Excerpts from a pointing dataset:
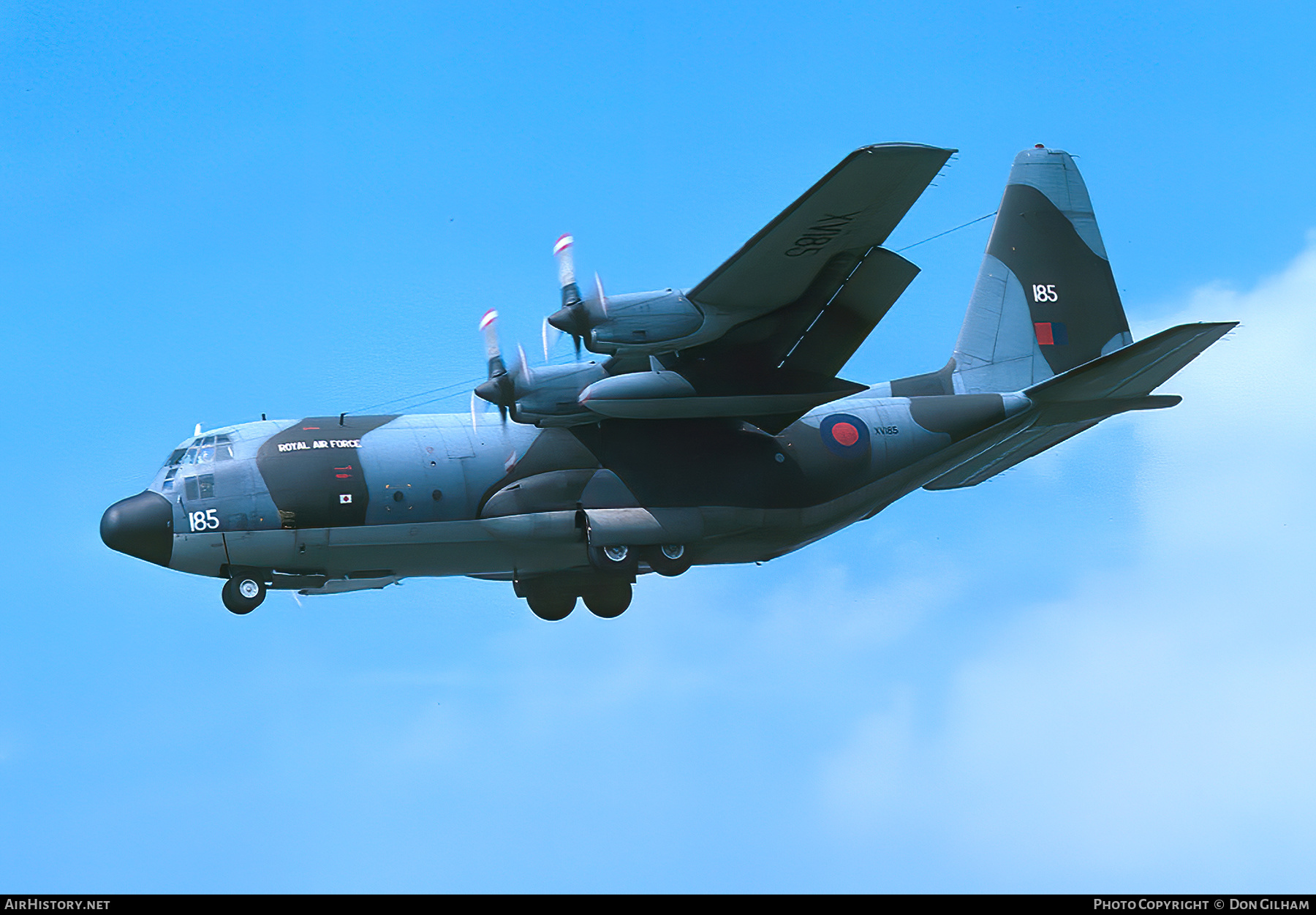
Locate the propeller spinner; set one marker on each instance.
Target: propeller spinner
(577, 315)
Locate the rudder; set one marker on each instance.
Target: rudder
(1045, 299)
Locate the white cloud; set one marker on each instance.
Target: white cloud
(1158, 724)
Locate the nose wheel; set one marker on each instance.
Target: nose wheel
(243, 594)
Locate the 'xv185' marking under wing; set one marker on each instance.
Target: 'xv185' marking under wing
(712, 428)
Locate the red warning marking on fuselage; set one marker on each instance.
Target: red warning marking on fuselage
(845, 434)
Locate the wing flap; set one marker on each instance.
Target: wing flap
(855, 207)
(848, 320)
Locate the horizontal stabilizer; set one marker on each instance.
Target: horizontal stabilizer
(1135, 370)
(1005, 454)
(1081, 398)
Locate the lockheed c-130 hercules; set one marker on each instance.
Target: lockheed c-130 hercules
(716, 428)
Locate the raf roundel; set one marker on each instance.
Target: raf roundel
(845, 434)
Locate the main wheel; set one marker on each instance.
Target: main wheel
(668, 559)
(620, 560)
(243, 594)
(552, 607)
(608, 598)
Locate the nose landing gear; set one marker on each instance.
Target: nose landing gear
(243, 594)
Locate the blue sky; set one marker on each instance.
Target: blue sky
(1092, 673)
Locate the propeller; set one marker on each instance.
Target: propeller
(504, 385)
(500, 388)
(577, 315)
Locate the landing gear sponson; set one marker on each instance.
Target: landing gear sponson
(605, 590)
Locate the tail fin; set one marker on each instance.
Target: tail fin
(1045, 299)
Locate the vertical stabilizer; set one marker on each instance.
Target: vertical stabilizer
(1045, 299)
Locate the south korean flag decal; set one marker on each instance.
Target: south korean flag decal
(845, 436)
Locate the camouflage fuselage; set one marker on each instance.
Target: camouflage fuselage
(393, 497)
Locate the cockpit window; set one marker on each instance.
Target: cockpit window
(203, 451)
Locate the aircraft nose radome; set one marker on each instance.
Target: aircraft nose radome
(141, 526)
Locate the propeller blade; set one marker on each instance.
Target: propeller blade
(488, 327)
(551, 336)
(524, 369)
(566, 270)
(603, 299)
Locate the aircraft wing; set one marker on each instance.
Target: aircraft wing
(853, 208)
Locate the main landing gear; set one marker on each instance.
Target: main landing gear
(605, 590)
(243, 594)
(554, 597)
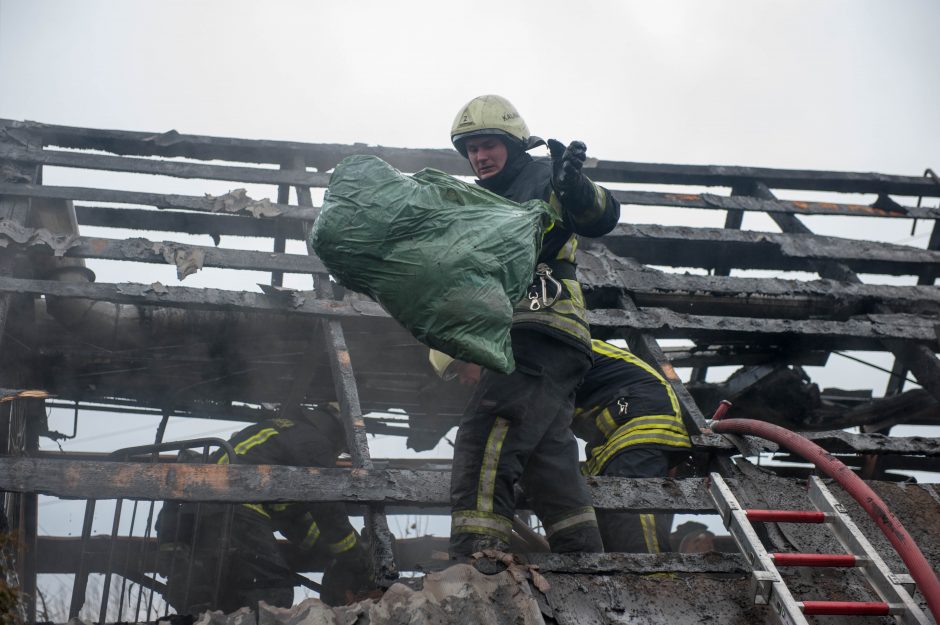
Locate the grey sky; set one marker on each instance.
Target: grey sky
(848, 85)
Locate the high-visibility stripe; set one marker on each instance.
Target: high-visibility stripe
(311, 537)
(475, 522)
(606, 349)
(253, 441)
(563, 324)
(344, 545)
(491, 453)
(605, 422)
(602, 454)
(580, 516)
(254, 507)
(648, 524)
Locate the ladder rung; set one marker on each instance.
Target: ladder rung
(856, 608)
(786, 516)
(814, 559)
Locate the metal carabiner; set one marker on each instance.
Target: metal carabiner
(544, 272)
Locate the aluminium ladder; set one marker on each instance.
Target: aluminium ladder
(770, 589)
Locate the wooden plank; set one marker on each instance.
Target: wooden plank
(738, 204)
(170, 252)
(600, 271)
(324, 156)
(859, 333)
(292, 303)
(215, 226)
(270, 483)
(729, 176)
(175, 169)
(231, 203)
(854, 333)
(680, 246)
(709, 295)
(257, 175)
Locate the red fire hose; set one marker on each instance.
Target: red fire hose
(876, 508)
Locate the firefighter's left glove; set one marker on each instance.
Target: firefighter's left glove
(567, 179)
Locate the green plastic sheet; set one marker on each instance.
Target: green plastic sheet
(445, 258)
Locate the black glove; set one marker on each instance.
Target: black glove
(566, 167)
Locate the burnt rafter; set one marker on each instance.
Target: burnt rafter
(325, 156)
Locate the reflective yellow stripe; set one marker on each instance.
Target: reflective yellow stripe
(242, 448)
(254, 507)
(606, 349)
(648, 523)
(564, 324)
(344, 545)
(494, 446)
(580, 516)
(310, 538)
(475, 522)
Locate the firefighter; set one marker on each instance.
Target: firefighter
(253, 566)
(630, 418)
(516, 426)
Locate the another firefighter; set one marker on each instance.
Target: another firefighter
(630, 418)
(241, 559)
(517, 425)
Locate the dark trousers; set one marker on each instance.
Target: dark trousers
(629, 532)
(516, 427)
(219, 574)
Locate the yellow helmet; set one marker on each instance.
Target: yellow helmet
(442, 364)
(489, 115)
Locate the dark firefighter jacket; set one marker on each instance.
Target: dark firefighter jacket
(595, 214)
(623, 404)
(315, 439)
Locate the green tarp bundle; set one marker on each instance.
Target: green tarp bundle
(446, 259)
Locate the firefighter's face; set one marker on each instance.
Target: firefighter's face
(487, 155)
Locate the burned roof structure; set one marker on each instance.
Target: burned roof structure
(115, 349)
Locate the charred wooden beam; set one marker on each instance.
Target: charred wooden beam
(233, 203)
(215, 226)
(324, 156)
(853, 333)
(195, 256)
(724, 176)
(263, 483)
(637, 563)
(738, 204)
(919, 359)
(172, 143)
(257, 175)
(175, 169)
(292, 303)
(680, 246)
(601, 272)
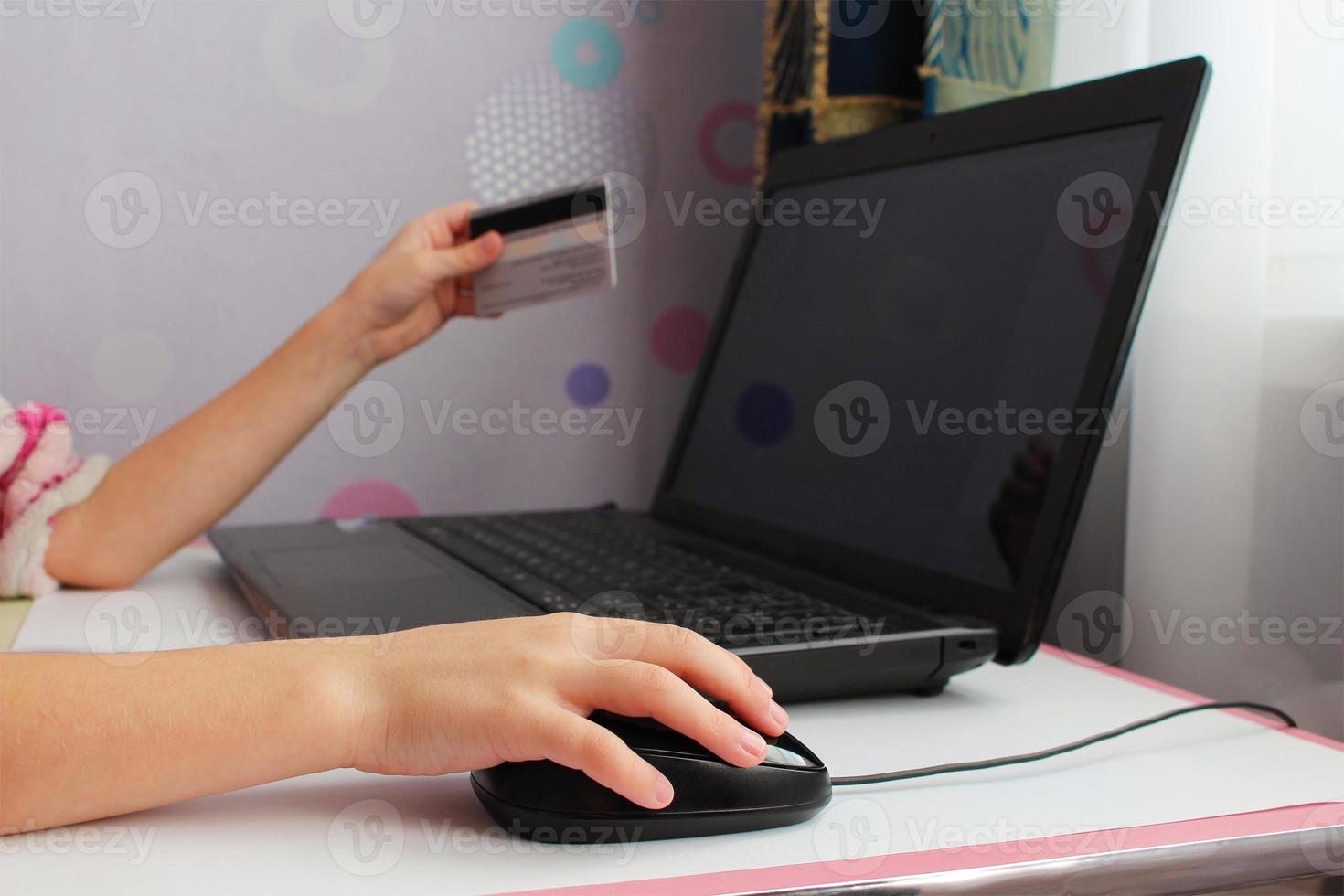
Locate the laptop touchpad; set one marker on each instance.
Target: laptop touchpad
(379, 561)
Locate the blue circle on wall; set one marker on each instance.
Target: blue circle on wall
(588, 384)
(586, 53)
(765, 412)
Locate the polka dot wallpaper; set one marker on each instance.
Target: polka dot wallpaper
(177, 194)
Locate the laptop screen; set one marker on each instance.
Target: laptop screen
(900, 384)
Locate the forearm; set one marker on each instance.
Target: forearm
(174, 726)
(179, 484)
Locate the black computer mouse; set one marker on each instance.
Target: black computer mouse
(549, 802)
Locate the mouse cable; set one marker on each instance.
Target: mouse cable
(882, 776)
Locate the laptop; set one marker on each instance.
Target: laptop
(883, 455)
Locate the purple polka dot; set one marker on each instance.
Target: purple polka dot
(765, 412)
(369, 497)
(677, 338)
(588, 384)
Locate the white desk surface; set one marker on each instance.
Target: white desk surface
(347, 832)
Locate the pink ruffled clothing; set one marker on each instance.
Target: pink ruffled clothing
(39, 475)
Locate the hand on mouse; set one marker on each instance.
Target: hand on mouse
(474, 695)
(413, 286)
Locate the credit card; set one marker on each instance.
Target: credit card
(555, 246)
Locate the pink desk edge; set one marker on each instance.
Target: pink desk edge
(1269, 821)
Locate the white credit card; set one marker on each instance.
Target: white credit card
(555, 246)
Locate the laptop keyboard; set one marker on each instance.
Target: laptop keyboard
(589, 563)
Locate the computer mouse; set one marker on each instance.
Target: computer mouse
(549, 802)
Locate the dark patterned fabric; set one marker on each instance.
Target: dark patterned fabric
(839, 68)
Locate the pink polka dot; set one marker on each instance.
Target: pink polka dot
(677, 338)
(725, 113)
(369, 497)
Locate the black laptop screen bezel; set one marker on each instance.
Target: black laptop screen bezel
(1171, 96)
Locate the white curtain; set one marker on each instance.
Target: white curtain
(1235, 532)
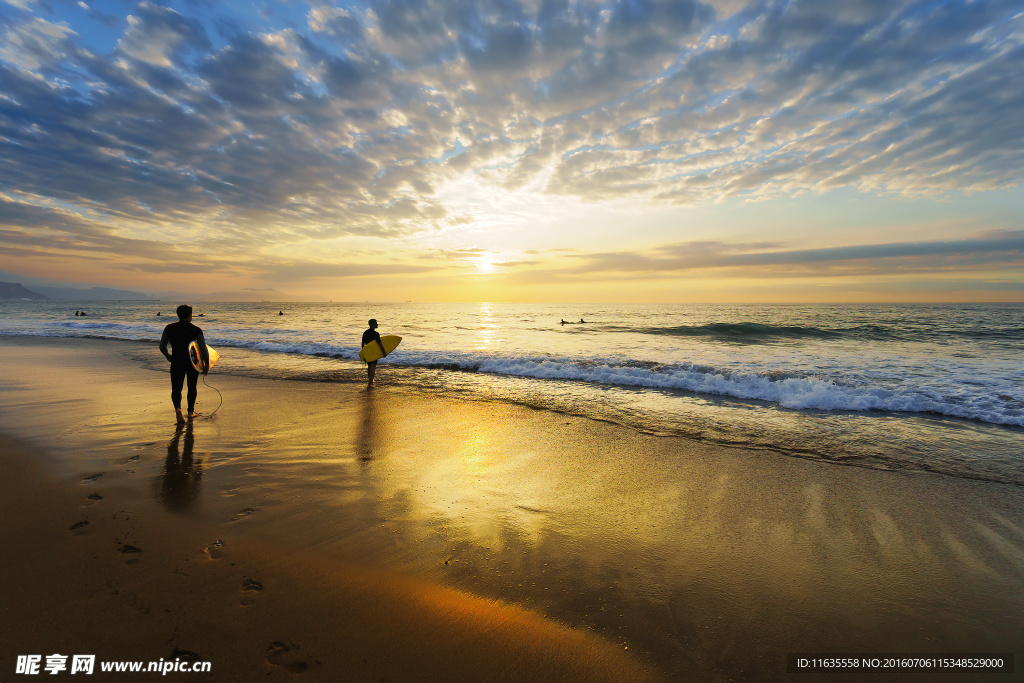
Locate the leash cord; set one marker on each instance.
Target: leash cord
(218, 393)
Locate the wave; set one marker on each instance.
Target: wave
(792, 390)
(998, 401)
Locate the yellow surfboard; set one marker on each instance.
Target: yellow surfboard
(197, 359)
(372, 351)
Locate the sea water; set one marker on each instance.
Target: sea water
(929, 387)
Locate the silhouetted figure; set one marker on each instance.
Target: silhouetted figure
(179, 335)
(369, 336)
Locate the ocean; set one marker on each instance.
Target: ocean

*REQUIREMENTS*
Write out again every line from the one holding "Locate the computer" through the end of the records, both ends included. Leave the requests unchanged, but multiply each coordinate in the answers by 0.35 and round to a whole number, with halves rounding up. Leave the pictures out.

*THE REPLY*
Locate the computer mouse; set one marker on each instance.
Target: computer mouse
(192, 281)
Locate the dark patterned fabric; set one marker on each instance.
Target: dark patterned fabric
(294, 24)
Locate the pink polka dot; set one marker on each instance.
Target: pink polka dot
(237, 118)
(254, 40)
(129, 174)
Locate the black laptop screen bezel; set one marker on each instance.
Target: black laptop screen bezel
(410, 34)
Locate the white curtain; set one marker on each instance.
Target: white curtain
(432, 186)
Locate the leash cord; set one marker on each instance.
Target: leash cord
(76, 138)
Locate the wave; set one marker on each instance.
Target: wave
(277, 137)
(349, 140)
Locate the yellow surfboard; set one marker on each instance.
Target: yellow surfboard
(69, 126)
(130, 123)
Locate the sea water; set one marker on each instance.
Target: sea water
(325, 135)
Locate the silhouetted figure; set one marker on each instance.
Target: silhouetted figure
(63, 117)
(129, 118)
Locate the ocean; set one marker on each instance.
Target: ocean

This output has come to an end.